#### WHAT IS NEEDED:
Which lines of the entries below include "cockpit"? List them all.

--- SUPPLIED DATA ---

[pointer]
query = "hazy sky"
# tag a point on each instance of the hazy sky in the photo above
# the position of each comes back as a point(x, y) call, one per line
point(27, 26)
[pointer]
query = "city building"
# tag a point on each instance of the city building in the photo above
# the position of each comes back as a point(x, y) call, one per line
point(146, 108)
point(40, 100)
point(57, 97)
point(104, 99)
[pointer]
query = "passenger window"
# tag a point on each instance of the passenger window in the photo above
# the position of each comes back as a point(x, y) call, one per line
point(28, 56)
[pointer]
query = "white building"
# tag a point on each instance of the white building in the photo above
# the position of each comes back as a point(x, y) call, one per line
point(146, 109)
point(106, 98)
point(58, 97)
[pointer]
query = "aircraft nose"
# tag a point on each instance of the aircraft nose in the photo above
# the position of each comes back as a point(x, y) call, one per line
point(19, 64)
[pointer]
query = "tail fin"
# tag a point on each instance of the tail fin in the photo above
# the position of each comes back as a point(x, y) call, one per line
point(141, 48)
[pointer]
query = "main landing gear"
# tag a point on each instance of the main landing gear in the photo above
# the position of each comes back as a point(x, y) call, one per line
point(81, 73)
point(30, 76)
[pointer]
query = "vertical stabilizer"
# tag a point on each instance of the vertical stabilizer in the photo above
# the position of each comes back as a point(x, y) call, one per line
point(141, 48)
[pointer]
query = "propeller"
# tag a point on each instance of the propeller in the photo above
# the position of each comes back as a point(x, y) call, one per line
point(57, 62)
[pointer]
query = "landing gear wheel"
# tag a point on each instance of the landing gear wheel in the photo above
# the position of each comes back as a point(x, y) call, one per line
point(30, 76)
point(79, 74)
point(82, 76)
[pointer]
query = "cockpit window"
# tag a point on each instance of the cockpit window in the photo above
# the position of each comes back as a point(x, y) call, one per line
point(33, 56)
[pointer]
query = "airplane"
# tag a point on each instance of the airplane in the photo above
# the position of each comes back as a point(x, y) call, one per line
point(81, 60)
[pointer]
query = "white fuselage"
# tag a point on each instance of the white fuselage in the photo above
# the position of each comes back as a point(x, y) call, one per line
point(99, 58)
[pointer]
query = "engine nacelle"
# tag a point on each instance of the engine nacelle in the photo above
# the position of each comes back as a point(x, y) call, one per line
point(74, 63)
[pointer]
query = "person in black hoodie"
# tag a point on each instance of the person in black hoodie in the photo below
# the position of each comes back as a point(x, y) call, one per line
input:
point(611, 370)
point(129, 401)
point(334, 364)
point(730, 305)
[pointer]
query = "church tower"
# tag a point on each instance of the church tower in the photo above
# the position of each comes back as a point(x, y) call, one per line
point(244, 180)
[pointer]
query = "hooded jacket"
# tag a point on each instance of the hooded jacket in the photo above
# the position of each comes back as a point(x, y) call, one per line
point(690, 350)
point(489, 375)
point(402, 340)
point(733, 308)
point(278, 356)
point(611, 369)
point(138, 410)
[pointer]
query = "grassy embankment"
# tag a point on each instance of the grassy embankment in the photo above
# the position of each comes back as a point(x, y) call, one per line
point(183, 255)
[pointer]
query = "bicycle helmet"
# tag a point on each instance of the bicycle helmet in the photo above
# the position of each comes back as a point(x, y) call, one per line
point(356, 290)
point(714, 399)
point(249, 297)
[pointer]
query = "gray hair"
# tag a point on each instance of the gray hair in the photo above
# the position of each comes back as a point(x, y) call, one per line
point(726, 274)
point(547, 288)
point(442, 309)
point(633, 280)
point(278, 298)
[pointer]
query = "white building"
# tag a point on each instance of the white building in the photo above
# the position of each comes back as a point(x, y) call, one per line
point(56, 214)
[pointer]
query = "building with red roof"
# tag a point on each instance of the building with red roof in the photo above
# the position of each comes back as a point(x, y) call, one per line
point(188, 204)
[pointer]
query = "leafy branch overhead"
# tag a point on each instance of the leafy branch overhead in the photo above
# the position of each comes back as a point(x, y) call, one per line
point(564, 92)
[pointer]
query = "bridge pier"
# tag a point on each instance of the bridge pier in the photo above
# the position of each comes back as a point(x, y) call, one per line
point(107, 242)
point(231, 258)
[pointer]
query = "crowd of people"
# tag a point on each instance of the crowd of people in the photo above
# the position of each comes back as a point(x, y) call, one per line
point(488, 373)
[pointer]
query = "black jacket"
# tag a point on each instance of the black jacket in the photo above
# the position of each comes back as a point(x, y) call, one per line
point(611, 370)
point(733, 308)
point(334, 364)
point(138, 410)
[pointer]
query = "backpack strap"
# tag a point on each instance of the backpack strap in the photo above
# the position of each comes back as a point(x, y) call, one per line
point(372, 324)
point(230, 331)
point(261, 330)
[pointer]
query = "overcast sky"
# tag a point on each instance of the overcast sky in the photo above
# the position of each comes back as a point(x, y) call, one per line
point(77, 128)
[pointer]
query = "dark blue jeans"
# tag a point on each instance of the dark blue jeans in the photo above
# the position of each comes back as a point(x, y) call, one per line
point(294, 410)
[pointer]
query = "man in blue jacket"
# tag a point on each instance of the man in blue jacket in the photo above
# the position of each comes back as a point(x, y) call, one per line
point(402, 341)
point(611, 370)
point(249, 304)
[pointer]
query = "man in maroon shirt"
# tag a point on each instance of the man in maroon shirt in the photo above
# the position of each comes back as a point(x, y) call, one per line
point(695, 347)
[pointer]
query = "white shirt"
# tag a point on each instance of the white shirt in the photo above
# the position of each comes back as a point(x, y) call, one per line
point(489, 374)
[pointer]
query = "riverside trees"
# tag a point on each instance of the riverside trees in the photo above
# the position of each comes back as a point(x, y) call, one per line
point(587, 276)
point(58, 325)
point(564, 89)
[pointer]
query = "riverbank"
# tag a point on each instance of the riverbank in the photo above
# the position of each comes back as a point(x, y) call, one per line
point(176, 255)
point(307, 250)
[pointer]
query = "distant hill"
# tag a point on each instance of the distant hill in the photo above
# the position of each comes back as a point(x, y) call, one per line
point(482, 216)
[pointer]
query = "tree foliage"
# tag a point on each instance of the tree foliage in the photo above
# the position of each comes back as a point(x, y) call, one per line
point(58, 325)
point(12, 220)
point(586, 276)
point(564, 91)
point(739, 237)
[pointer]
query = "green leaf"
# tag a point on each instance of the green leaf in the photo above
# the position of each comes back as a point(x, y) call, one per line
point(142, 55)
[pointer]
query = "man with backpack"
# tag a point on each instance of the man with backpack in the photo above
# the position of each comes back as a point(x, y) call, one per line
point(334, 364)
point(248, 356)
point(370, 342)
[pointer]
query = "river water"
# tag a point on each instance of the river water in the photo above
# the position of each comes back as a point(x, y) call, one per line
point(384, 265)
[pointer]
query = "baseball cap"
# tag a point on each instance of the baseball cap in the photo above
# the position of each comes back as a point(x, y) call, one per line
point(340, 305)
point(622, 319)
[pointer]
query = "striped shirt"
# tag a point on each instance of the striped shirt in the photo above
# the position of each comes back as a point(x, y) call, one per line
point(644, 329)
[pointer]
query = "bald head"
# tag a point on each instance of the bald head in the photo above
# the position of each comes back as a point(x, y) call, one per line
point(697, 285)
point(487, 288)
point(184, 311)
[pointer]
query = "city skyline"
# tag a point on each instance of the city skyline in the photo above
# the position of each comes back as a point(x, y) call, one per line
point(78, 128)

---

#### TASK SOLUTION:
query = "cockpit window"
# tag a point on each instance of the cockpit window in the photo above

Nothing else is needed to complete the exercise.